This goes a step further than the existing AWS Outposts hybrid cloud service, which lets businesses run AWS services in their own data centers with the same hardware that Amazon uses. Anderson said he considers ECS Anywhere and EKS Anywhere a corollary to Google Anthos or Red Hat OpenShift, while Microsoft has taken a different approach with Azure Arc as a management agent.

Could this signal an increased willingness by Amazon to enable and perhaps even embrace scenarios beyond the AWS cloud? Only Amazon knows the answer to that, but customers are pointing the company in this direction, Anderson said.

“I will tell you that the use cases will increasingly demand this type of flexibility,” he said. “So if Amazon is really listening to their customers, it’s likely that they will get these signals, and we’ll see more of these types of extensions of that AWS cloud out to these other environments.”

That doesn’t mean Amazon is willingly ceding any ground to its competitors, and especially not to Microsoft. Its announcements this week included a new service called Babelfish for Aurora PostgreSQL, designed to help customers dump Microsoft’s SQL Server database technologies. Announcing the new Amazon service, Jassy criticized Microsoft for “punitive” licensing restrictions that keep businesses from running SQL Server in competing clouds.

Jassy also jabbed at Microsoft, without naming the company, in laying out his principles of reinvention: “If you look in the enterprise technology space, there are some providers who are competitor-focused,” he said. “They look at what their competitors are doing, and they try to fast-follow one of them. We have a competitor like that across the lake from us here in Washington.”

AWS re:Invent runs for three weeks this year as a free virtual event.

> _THE DATA_:
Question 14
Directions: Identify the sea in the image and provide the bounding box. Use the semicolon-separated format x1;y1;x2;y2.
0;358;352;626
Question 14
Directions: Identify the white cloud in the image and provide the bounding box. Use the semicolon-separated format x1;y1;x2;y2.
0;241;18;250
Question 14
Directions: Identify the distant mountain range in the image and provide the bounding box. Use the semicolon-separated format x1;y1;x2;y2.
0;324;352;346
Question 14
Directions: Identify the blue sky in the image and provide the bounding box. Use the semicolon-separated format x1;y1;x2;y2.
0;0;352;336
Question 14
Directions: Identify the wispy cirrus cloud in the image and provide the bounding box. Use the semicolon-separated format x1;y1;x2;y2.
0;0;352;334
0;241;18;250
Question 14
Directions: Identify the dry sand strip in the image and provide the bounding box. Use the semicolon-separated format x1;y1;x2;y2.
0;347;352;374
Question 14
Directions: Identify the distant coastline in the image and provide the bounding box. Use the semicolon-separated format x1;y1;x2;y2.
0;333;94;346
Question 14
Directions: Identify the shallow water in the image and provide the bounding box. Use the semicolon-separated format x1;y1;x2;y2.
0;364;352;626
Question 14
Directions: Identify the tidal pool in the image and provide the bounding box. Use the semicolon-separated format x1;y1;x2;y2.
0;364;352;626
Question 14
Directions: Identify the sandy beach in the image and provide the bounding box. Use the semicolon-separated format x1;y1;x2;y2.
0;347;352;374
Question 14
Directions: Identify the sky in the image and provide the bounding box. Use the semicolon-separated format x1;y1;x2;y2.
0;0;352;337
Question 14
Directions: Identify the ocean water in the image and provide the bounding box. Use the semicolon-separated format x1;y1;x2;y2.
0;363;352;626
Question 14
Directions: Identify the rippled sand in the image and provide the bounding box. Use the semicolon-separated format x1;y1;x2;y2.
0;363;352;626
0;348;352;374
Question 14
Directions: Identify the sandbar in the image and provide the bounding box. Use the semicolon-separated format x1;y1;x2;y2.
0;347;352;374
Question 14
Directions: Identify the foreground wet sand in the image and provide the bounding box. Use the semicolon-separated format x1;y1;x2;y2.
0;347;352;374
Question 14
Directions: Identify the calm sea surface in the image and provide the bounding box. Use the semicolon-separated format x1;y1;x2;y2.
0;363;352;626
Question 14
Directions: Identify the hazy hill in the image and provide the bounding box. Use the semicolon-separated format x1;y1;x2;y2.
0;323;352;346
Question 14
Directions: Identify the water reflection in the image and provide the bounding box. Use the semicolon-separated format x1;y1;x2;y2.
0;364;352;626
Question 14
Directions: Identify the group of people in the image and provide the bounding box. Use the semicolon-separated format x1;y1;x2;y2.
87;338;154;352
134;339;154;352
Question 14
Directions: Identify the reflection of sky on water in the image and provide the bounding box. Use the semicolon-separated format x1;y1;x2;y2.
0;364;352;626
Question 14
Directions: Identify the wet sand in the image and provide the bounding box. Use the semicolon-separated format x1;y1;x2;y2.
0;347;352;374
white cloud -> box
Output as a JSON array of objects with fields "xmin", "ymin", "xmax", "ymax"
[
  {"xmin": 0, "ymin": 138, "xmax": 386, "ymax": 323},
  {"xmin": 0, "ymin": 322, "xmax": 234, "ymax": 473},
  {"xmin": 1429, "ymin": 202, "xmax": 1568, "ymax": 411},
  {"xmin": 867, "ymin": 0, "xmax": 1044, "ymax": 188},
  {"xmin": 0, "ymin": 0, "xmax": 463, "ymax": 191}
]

> _WORK INSTRUCTIONS_:
• 1. Transcribe the part of the AWS article starting at "Could this signal" and ending at "direction, Anderson said.".
• 2. From the AWS article, list every product or service named that comes from a company other than Amazon.
• 3. Answer these questions using the AWS article.
(a) What does the AWS Outposts service let businesses do?
(b) What word did Jassy use for Microsoft's licensing restrictions?
(c) How long does AWS re:Invent run this year?

> _ANSWERS GIVEN_:
• 1.
Could this signal an increased willingness by Amazon to enable and perhaps even embrace scenarios beyond the AWS cloud? Only Amazon knows the answer to that, but customers are pointing the company in this direction, Anderson said.

• 2.
Google Anthos
Red Hat OpenShift
Azure Arc
SQL Server

• 3.
(a) It lets businesses run AWS services in their own data centers with the same hardware that Amazon uses.
(b) "Punitive."
(c) Three weeks.